[Study text — start]

The Senate’s “Horrible Mistake”
Friday, November 17th, 2006 by RLRFrom The Nation
By John Nichols
For decades, the official policy of the United States has been to discourage nuclear proliferation, particularly in southern Asia.
But the U.S. Senate now says: No more.
At the prodding of the Bush administration, the Senate voted 85-12 to allow the U.S. to ship nuclear fuel and technology to India as part of an initiative to encourage the expansion of nuclear programs in that country. At a time when the Bush administration is suggesting the U.S. might need to go to war to block nuclear proliferation in Iran and North Korea, the Senate has given its stamp of approval to proliferation in one of the most volatile regions of the world. Describing the vote as “a horrible mistake,” Senator Byron Dorgan, D-North Dakota, said the vote repudiated decades of U.S. policy of “telling the world it’s our responsibility and our major goal to stop the spread of nuclear weapons.”
The White House says that the scheme to have the U.S. supply the building blocks for a nuclear arsenal to India will not actually do so. The spin claims that the U.S. will only be supplying civilian nuclear fuel. But, of course, by filling the demand for civilian fuel, the U.S. will free India up to use domestic uranium for development of nuclear weapons. That, in turn, will almost certainly lead to moves by neighboring countries — particularly Pakistan and China — to build up their nuclear stockpiles.

[Study text — finish]
[Data shown — start]

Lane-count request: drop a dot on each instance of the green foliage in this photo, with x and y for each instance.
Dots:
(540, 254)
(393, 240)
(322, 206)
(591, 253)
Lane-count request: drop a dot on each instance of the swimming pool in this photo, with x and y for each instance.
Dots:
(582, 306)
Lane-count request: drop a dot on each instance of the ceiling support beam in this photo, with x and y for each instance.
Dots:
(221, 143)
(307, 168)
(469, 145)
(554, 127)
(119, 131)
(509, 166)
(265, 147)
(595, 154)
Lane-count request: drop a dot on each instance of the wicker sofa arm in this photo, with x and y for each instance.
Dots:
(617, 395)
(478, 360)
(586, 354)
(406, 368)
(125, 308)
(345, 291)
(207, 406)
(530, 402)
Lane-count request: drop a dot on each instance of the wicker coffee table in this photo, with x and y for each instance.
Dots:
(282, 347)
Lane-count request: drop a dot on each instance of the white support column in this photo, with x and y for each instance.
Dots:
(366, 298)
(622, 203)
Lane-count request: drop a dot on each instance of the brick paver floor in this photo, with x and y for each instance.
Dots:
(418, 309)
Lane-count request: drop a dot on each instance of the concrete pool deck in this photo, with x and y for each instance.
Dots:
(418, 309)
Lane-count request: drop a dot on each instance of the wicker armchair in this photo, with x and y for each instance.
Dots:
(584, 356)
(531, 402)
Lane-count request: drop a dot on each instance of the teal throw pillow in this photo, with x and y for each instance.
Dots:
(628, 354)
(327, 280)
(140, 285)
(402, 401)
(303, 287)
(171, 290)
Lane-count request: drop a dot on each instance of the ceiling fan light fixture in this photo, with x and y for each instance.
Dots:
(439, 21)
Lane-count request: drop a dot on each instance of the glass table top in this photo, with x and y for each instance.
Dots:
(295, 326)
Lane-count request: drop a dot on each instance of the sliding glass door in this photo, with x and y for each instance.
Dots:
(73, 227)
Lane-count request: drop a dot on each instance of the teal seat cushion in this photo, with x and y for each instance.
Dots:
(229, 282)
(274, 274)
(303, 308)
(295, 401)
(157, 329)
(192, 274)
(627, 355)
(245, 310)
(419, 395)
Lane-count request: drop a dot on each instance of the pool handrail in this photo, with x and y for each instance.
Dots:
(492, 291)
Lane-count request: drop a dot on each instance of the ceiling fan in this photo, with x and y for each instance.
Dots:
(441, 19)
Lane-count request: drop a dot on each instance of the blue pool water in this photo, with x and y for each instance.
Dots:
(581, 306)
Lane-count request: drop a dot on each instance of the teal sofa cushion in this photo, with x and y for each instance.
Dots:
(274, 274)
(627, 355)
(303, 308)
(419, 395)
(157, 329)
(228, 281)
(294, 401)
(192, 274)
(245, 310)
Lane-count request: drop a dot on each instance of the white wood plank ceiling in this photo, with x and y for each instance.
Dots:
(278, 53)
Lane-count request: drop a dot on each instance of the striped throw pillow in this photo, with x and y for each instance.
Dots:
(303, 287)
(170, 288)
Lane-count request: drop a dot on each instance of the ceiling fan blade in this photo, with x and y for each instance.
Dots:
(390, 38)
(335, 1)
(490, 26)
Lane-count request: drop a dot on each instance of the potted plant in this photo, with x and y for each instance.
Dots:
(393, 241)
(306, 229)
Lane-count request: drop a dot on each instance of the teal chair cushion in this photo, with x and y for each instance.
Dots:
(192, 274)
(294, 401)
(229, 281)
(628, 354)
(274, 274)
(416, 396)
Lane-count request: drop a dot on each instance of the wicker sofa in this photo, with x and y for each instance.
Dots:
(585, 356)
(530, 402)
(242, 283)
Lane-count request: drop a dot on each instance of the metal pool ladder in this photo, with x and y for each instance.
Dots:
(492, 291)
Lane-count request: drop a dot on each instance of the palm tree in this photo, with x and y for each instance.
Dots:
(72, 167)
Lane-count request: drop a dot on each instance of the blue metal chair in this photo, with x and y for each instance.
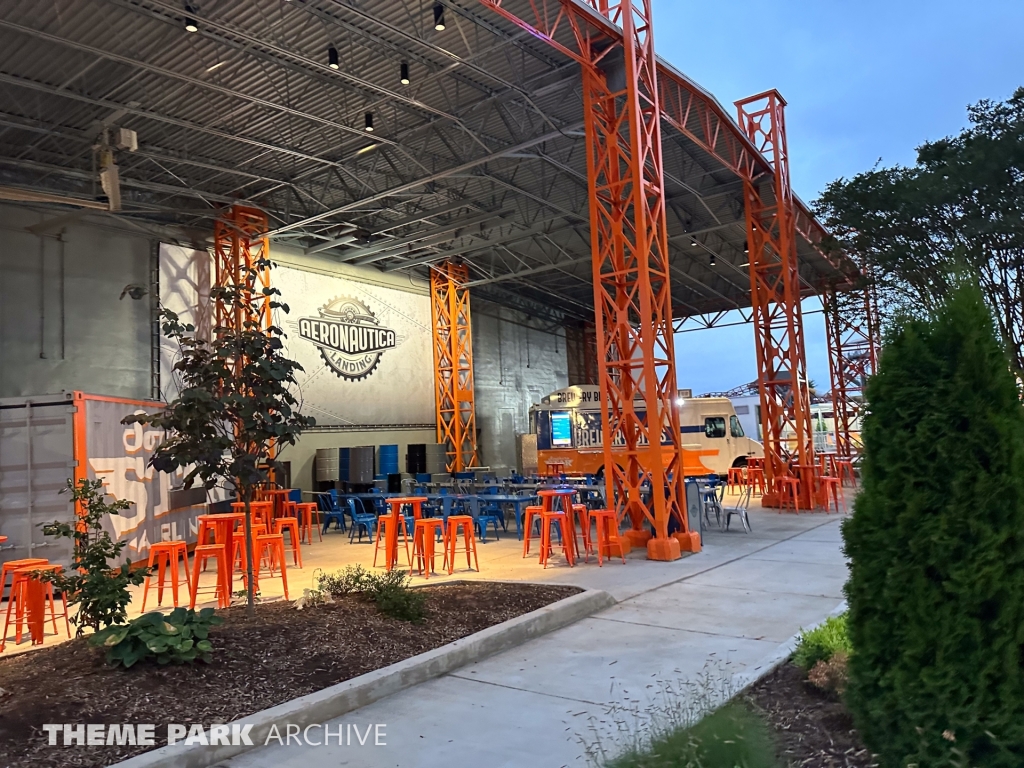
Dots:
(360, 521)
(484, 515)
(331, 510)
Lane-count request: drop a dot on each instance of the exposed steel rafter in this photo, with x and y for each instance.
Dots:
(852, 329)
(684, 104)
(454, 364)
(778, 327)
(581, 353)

[Data shown — finish]
[Data shown — start]

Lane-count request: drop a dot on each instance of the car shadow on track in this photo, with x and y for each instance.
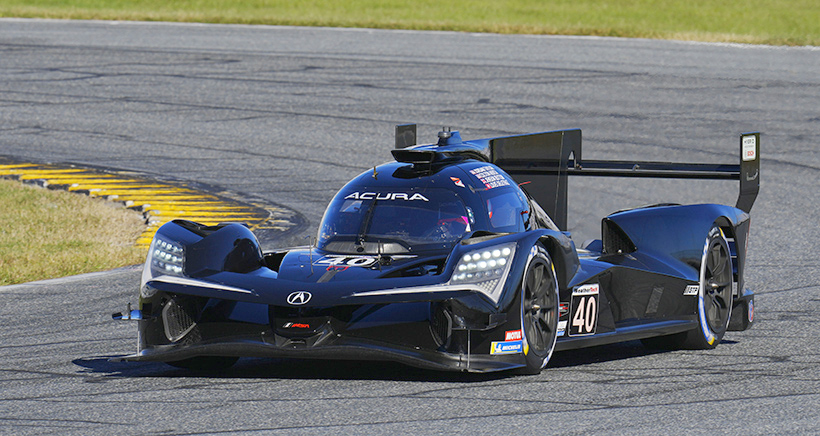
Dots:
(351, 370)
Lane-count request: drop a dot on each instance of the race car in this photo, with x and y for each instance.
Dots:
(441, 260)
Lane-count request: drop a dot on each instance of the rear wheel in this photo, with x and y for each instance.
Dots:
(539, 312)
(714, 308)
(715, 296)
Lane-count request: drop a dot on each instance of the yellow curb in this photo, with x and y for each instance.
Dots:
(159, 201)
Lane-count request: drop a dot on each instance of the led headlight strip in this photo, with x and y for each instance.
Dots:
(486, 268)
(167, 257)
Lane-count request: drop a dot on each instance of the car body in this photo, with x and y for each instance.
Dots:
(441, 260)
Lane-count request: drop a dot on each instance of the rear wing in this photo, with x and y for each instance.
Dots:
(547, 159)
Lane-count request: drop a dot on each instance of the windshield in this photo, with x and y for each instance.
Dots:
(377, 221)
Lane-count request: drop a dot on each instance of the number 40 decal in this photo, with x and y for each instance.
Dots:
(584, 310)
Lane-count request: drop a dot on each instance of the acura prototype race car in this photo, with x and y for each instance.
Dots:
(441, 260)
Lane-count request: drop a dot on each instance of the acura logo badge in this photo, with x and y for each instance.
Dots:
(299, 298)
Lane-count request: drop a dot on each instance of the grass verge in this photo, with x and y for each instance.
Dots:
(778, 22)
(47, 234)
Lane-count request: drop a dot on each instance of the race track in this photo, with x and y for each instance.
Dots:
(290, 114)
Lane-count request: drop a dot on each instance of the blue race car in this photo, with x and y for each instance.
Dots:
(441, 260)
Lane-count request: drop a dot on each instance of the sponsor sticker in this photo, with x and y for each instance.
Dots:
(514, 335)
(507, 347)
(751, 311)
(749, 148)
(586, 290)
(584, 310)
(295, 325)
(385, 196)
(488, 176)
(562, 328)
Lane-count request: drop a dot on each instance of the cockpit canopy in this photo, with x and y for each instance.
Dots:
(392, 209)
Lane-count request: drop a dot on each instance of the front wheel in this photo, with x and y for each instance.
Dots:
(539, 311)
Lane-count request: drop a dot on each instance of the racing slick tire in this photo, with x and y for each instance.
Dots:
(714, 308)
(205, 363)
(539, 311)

[Data shown — finish]
[Data shown — start]

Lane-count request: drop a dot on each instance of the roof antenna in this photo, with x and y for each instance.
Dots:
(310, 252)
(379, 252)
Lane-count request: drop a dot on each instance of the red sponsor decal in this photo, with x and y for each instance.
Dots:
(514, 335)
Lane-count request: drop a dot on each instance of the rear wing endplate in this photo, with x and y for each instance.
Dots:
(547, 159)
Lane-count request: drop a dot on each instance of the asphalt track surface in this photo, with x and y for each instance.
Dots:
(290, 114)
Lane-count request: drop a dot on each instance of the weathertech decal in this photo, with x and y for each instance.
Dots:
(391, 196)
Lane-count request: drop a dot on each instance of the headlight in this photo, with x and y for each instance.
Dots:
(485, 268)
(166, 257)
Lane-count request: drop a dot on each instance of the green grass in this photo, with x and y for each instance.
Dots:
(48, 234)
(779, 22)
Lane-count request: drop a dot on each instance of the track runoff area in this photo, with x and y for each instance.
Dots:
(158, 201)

[Data shown — finish]

**Work instruction 1**:
Can you condense the paragraph of the Senate vote article that begins "The White House says" into a brief list that keeps its main facts?
**Work instruction 2**:
Answer these from the Senate vote article:
(a) What was the Senate's vote count?
(b) Who called the vote "a horrible mistake"?
(c) Which neighboring countries are named as likely to build up their nuclear stockpiles?
**Work instruction 3**:
Could you reproduce the Senate vote article from "Friday, November 17th, 2006" to "says: No more.", substituting "South Asia" for "southern Asia"?
The rows are separate material, unrelated to the article.

**Exercise response 1**:
- The White House claims the plan will not give India the building blocks for a nuclear arsenal.
- The official line is that the U.S. will supply only civilian nuclear fuel.
- Meeting India's civilian fuel demand frees its domestic uranium for nuclear weapons development.
- Neighboring countries, particularly Pakistan and China, will almost certainly respond by building up their nuclear stockpiles.

**Exercise response 2**:
(a) 85-12
(b) Senator Byron Dorgan, D-North Dakota
(c) Pakistan and China

**Exercise response 3**:
Friday, November 17th, 2006 by RLRFrom The Nation
By John Nichols
For decades, the official policy of the United States has been to discourage nuclear proliferation, particularly in South Asia.
But the U.S. Senate now says: No more.